Extract every line of the listing below and reproduce each one without any change.

[Begin]

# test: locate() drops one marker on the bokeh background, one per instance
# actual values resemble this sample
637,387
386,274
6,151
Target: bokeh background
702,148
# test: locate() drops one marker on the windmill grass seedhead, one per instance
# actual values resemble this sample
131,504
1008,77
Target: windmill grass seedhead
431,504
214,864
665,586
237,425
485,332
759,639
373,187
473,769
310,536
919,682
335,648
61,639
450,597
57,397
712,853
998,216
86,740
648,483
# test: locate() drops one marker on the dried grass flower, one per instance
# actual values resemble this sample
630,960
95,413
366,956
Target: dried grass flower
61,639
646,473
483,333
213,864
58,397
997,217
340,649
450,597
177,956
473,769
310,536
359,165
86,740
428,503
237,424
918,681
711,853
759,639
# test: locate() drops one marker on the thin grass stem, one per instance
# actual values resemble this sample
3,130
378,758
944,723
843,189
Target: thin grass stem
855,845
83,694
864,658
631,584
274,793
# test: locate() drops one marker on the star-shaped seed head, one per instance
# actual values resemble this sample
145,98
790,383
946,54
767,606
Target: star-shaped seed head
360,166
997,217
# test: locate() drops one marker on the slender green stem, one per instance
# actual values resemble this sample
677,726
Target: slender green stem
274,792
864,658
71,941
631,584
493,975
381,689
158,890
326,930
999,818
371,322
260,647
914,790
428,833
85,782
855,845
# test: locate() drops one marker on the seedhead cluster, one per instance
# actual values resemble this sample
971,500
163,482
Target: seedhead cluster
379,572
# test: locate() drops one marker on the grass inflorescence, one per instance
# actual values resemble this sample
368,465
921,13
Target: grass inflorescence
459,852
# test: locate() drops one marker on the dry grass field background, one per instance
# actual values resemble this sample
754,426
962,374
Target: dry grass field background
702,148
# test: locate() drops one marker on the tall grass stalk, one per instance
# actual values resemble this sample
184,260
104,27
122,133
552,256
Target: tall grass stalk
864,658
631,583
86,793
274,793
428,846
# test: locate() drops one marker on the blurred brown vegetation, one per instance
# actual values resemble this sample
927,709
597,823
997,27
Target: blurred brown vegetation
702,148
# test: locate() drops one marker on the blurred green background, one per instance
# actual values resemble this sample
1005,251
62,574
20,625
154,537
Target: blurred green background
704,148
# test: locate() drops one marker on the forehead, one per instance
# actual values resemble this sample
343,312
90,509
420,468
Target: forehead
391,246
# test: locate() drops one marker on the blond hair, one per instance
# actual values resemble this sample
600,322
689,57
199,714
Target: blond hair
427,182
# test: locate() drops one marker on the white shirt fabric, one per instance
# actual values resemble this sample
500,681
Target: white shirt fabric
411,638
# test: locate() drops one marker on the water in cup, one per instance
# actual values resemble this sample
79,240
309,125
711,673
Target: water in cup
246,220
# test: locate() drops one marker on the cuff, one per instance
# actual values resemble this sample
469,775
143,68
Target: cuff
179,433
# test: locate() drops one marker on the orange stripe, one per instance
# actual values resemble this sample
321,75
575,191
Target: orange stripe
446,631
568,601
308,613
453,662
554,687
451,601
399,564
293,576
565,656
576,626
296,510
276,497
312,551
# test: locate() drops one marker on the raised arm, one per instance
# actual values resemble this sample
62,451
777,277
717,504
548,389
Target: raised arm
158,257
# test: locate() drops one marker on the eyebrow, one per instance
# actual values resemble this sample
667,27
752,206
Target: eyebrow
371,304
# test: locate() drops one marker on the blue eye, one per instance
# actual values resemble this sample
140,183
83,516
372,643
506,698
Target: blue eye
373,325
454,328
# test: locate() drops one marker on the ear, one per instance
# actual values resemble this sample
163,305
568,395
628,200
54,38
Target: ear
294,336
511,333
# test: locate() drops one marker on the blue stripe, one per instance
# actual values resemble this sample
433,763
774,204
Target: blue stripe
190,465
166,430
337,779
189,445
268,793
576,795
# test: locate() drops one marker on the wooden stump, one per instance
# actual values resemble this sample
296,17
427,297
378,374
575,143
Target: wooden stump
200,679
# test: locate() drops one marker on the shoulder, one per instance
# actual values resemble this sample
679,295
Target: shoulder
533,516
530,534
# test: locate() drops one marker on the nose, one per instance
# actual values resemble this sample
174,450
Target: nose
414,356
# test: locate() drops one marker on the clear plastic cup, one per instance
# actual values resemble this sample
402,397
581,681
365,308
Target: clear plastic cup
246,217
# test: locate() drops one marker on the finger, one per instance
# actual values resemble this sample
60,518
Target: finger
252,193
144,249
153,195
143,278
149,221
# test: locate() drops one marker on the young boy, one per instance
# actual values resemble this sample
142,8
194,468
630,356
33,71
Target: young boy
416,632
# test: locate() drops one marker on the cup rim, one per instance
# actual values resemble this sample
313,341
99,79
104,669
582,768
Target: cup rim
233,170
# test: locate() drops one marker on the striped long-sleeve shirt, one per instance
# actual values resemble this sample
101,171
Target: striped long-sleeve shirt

[End]

* _Response for this exercise_:
# test: locate() drops one marker on the bokeh background, one per instance
# actual values resemble this sample
637,387
386,274
6,151
Target: bokeh background
702,148
# test: locate() drops one marker on the windmill grass seedhead, one per instance
# actual values resemble this sample
131,504
1008,77
Target: windmill grass seedhead
431,504
214,864
665,586
237,425
485,332
759,639
373,187
473,769
310,536
919,682
335,648
61,639
450,597
57,397
712,853
998,216
86,740
648,483
# test: locate() drops one marker on the dried grass flower, one per instance
# actual values resemble this sample
630,960
95,413
366,956
Target: dried grass flower
61,639
646,473
483,333
213,864
58,397
997,217
340,649
450,597
177,956
473,769
310,536
359,165
86,740
428,503
237,424
918,681
711,853
759,639
# test: locate() drops one marker on the thin grass stem, one per instance
# actual values resemble this sample
3,130
378,758
944,723
843,189
Target: thin grass stem
855,845
83,694
864,658
631,584
274,793
# test: locate() drops one marker on the star-shaped seed head, one per instance
# actual values resemble this sample
145,98
790,383
946,54
767,606
Target: star-shaped seed head
360,166
997,217
# test: locate() drops one marker on the slender green stem, one per instance
# actual values resemble this sample
677,726
Target: slender green stem
274,792
864,658
71,941
631,584
493,975
381,689
158,890
326,930
999,818
371,322
260,647
914,790
428,833
85,782
855,845
# test: locate() drops one marker on the seedhead cluster, one per instance
# actual values resemble this sample
971,500
163,482
Target: seedhead cluster
379,572
# test: locate() drops one marker on the grass inflorescence, one per instance
# actual values resemble this sample
368,465
921,13
Target: grass inflorescence
459,852
# test: locate() drops one marker on the dry grass field background, one per instance
# actual values resemble this sample
754,426
962,374
Target: dry grass field background
702,148
# test: locate() drops one marker on the tall grass stalk, one per instance
# actual values resemble this sample
184,260
104,27
122,133
552,256
Target: tall grass stalk
864,658
631,583
86,793
274,793
428,846
# test: locate() drops one marker on the blurred brown vegetation, one per instance
# actual values resemble this sample
927,709
597,823
997,27
Target: blurred brown vegetation
702,148
# test: locate() drops one marker on the blurred green background, one per instance
# actual values resemble this sample
1005,251
62,574
20,625
154,537
Target: blurred green background
704,148
# test: locate() drops one marker on the forehead, one per instance
# actual values resemble this sample
343,312
90,509
420,468
Target: forehead
391,246
# test: locate() drops one marker on the blond hair, one per instance
# actual values resemble this sample
600,322
689,57
199,714
Target: blond hair
427,182
# test: locate() drops one marker on the white shirt fabric, one per instance
# actual values resemble this sample
500,681
Target: white shirt fabric
411,638
# test: locate() drops one marker on the water in cup, one per instance
# actual values resemble this sample
79,240
309,125
711,673
Target: water in cup
246,220
# test: locate() drops one marker on the cuff, one per instance
# actual values resemble this sample
469,775
143,68
Target: cuff
179,433
# test: locate() drops one marker on the orange stripe, one per instance
# actual values resemble this sample
321,75
575,191
Target: orange stripe
446,631
568,601
308,613
453,662
554,687
451,601
399,564
293,576
565,656
576,626
296,510
276,497
312,551
# test: locate() drops one marker on the raised arm, one per instance
# actual values resemble this sample
62,451
777,277
717,504
548,389
Target: raised arm
158,257
# test: locate() drops one marker on the eyebrow, one per instance
# actual values resemble this sample
667,27
752,206
Target: eyebrow
371,304
# test: locate() drops one marker on the blue eye, one per instance
# actual values resemble this sample
140,183
83,516
372,643
506,698
Target: blue eye
373,325
454,328
# test: locate() drops one marker on the ear, one per instance
# actual values resemble this sample
163,305
568,395
628,200
54,38
Target: ear
294,336
511,333
# test: locate() drops one marker on the blue stripe, one per instance
# actual values resemble this sample
433,763
774,204
Target: blue stripe
190,465
166,430
337,779
189,445
268,793
576,795
# test: locate() drops one marker on the wooden stump, one per instance
# actual values resemble this sample
296,17
427,297
378,374
575,143
Target: wooden stump
200,679
# test: locate() drops one marker on the shoulder, one per instance
# actual values resemble this sample
679,295
Target: shoulder
533,516
530,534
# test: locate() drops one marker on the nose, one per instance
# actual values resemble this sample
174,450
Target: nose
414,356
# test: locate() drops one marker on the clear plastic cup, one per instance
# actual values resemble this sample
402,397
581,681
365,308
Target: clear plastic cup
246,217
# test: locate() drops one marker on the finger, one per instance
# actual values resemble this sample
60,518
Target: finger
252,193
144,249
153,195
143,278
149,221
# test: locate() drops one marker on the young boy, one per instance
# actual values resemble this sample
142,8
194,468
630,356
33,71
Target: young boy
416,632
# test: locate() drops one marker on the cup rim, one per instance
# actual values resemble this sample
313,341
99,79
104,669
582,768
Target: cup rim
233,170
# test: locate() drops one marker on the striped long-sleeve shirt, one per instance
# actual values resemble this sample
101,171
Target: striped long-sleeve shirt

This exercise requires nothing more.